## Article
In some embodiments, as shown in FIGS. 4 and 8, the above-described support column 30 and the first substrate 10 may be connected via a fixing part 60. By way of example, the light-emitting substrate 110 further includes fixing parts 60, and the support column 30 is fixed to the first substrate 10 via a fixing part 60.

It will be noted that a material of the fixing part 60 may include a glue, which forms the fixing part 60 after curing. By way of example, the material of the fixing part 60 may include a hot melt adhesive. For example, the material of the fixing part 60 includes polyurethane resin (PUR), which is characterized by high-temperature resistance and ensures the stability of the fixing part 60 at high temperatures.

In some embodiments, referring to FIGS. 4 and 8, the maximum dimension of the surface of the support column 30 facing the first substrate 10 is greater than a maximum dimension of a cross-section of the second sub-hole 212 parallel to the plane where the first substrate 10 is located and less than a maximum dimension of a cross-section of the first sub-hole 211 parallel to the plane where the first substrate 10 is located.

On this basis, a plurality of cross-sections, parallel to the plane where the first substrate 10 is located, of the second sub-hole 212 are congruent to each other, a depth of the second sub-hole 212 is H, a bottom area of the second sub-hole 212 is S, and a tolerance of the depth of the second sub-hole 212 is T₄; and the mass of the hot melt adhesive is M, the density of the hot melt adhesive is ρ, and an adhesive amount tolerance of the hot melt adhesive is T₅, where

$M = S \times (H - T_{4}) ρ - T_{5} .$

It will be noted that in a case where the reflective layer 20 includes the first reflective sub-layer 21 and the second reflective sub-layer 22, and the second sub-hole 212 correspondingly extends through the second reflective sub-layer 22, the depth of the second sub-hole 212 is equal to a thickness of the second reflective sub-layer 22, and the tolerance of the depth of the second sub-hole 212 is equal to a tolerance of the thickness of the second reflective sub-layer 22.

Pointing listing:
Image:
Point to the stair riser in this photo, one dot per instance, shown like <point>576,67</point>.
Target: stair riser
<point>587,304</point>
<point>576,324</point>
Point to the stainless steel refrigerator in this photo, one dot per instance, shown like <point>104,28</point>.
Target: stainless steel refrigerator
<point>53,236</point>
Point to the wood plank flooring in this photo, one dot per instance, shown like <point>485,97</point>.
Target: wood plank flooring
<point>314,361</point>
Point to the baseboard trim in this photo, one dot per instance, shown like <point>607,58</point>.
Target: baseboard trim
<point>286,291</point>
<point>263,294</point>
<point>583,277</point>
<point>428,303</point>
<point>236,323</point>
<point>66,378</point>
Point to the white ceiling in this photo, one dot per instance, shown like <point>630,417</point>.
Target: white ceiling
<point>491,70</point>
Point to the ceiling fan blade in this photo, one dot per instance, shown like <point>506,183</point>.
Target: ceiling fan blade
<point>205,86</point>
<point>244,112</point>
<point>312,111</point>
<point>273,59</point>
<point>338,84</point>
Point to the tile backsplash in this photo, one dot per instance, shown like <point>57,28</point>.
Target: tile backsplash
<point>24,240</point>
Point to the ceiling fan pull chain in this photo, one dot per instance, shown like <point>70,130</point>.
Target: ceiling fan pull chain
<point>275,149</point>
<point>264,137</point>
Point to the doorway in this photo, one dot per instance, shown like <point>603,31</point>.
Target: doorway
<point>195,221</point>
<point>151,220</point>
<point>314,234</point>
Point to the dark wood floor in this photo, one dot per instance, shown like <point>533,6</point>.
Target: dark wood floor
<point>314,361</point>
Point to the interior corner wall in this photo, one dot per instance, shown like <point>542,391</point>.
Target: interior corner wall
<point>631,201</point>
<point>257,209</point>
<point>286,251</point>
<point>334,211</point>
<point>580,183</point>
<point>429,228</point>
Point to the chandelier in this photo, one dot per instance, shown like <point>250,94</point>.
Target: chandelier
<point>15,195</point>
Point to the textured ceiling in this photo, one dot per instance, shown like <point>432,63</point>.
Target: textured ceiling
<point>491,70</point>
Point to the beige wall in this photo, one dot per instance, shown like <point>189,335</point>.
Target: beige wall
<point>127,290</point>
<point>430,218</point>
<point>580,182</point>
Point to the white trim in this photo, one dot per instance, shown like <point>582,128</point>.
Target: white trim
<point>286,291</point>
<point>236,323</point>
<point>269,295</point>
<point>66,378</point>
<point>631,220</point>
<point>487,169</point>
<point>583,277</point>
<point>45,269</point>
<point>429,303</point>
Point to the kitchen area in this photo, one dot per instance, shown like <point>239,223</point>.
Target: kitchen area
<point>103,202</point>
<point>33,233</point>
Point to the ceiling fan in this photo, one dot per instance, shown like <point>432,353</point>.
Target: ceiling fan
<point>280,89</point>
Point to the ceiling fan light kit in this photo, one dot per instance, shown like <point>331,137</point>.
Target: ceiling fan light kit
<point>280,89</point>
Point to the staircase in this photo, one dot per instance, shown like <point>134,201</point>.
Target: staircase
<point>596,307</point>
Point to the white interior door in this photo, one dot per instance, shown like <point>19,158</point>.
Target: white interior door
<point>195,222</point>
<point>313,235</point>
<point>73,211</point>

## Given instruction A
According to the light-emitting substrate text, why may polyurethane resin be chosen as the material of the fixing part 60? Answer in one to three sentences.
## Given instruction B
Rewrite the listing lines starting with the line with "Point to the staircase" and going on through the line with "<point>596,307</point>", requests included, adding 5 to every coordinate in the answer points. Give only those lines.
The light-emitting substrate text and the listing are unrelated pieces of material.

## Expected answer A
Polyurethane resin is resistant to high temperatures. This keeps the fixing part 60 stable when temperatures are high.

## Expected answer B
Point to the staircase in this photo, one dot per instance, shown like <point>134,201</point>.
Target: staircase
<point>601,312</point>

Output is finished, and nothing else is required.